Melancholy is an oil-on-canvas painting executed during 1840–41 by the Italian artist Francesco Hayez, now in the pinacoteca di Brera in Milan.

The artist describes the work in his Memorie:

Melancholy is shown as a medieval young woman taken by a feeling of love, standing in an abandoned pose, who despite her passion for the flowers collected in a vase holds one in her hand, perhaps remembering the person she cares for, keeping her head somewhat bowed the better to nurture the thought which dominates her, not caring for anything around her, and her clothes falling from one shoulder, leaving part of her breast visible. The dress is in light blue satin which I thought best-suited to the subject, also because it contrasts with the live colours of the various flowers, which I painted from life with conscientious attention

The work was a popular success, leading Hayez to paint a second version, completed in 1842 and entitled Pensiero malinconico (Melancholy Thoughts). Hayez wrote in his Memorie that it had "many variations, changing the figure's character and adding flowers", reflecting the few but substantial differences from the previous work – the clothes are differently arranged, leaving the breasts more exposed and enhancing the poignant sense of abandonment, whilst the hands hang down rather than being intertwined and the face is more emotionally charged. The artist's treatment of flowers continued in his 1881 Vase of Flowers at the Window of a Harem.

-=-=-

• WORK REQUIRED: Do these statements agree with the text about Hayez's Melancholy? (a) The second version was completed in 1842. (b) In the second version, the figure's hands are intertwined. (c) The dress in the first painting is light blue satin. Answer yes or no for each, and quote the words of the text that decide it. This material has no connection to the text about Hayez's Melancholy.

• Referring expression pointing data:
-=-=-

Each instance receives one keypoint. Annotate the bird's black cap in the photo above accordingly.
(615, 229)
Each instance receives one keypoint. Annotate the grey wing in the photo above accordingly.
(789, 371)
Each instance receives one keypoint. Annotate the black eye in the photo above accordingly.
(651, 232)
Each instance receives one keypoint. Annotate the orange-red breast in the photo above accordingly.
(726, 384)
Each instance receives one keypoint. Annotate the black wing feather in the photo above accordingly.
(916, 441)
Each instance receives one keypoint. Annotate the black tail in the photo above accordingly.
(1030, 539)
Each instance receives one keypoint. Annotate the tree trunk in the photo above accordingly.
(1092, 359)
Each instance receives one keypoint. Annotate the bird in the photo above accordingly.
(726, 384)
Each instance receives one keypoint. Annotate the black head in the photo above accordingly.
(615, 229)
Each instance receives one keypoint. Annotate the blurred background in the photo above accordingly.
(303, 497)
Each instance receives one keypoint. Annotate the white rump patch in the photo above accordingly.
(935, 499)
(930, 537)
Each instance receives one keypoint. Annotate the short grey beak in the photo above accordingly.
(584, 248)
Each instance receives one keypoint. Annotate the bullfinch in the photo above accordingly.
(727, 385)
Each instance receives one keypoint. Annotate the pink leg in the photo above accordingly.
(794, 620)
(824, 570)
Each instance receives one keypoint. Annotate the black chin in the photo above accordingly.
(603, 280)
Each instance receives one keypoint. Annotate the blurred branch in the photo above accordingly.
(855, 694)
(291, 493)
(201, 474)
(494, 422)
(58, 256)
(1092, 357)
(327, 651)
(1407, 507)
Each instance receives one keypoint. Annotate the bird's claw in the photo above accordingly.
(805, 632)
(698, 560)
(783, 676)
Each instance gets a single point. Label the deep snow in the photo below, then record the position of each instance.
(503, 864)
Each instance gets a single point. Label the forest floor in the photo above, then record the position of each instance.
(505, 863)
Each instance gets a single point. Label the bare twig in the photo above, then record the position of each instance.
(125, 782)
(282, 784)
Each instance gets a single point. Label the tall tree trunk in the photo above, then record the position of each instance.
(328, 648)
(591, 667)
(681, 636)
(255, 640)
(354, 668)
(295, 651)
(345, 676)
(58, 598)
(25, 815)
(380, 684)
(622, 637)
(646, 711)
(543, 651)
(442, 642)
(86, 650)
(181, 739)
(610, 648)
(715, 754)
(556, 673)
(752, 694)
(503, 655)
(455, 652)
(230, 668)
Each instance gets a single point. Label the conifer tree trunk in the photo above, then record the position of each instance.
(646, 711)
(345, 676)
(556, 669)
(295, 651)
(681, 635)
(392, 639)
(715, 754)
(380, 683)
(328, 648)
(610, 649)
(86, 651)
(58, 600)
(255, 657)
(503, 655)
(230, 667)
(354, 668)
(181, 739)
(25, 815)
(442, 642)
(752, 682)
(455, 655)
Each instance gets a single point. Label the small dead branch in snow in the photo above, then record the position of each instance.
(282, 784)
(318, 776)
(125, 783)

-=-=-

• COMPLETED EXERCISE:
(a) Yes: "completed in 1842 and entitled Pensiero malinconico (Melancholy Thoughts)"
(b) No: "the hands hang down rather than being intertwined"
(c) Yes: "The dress is in light blue satin"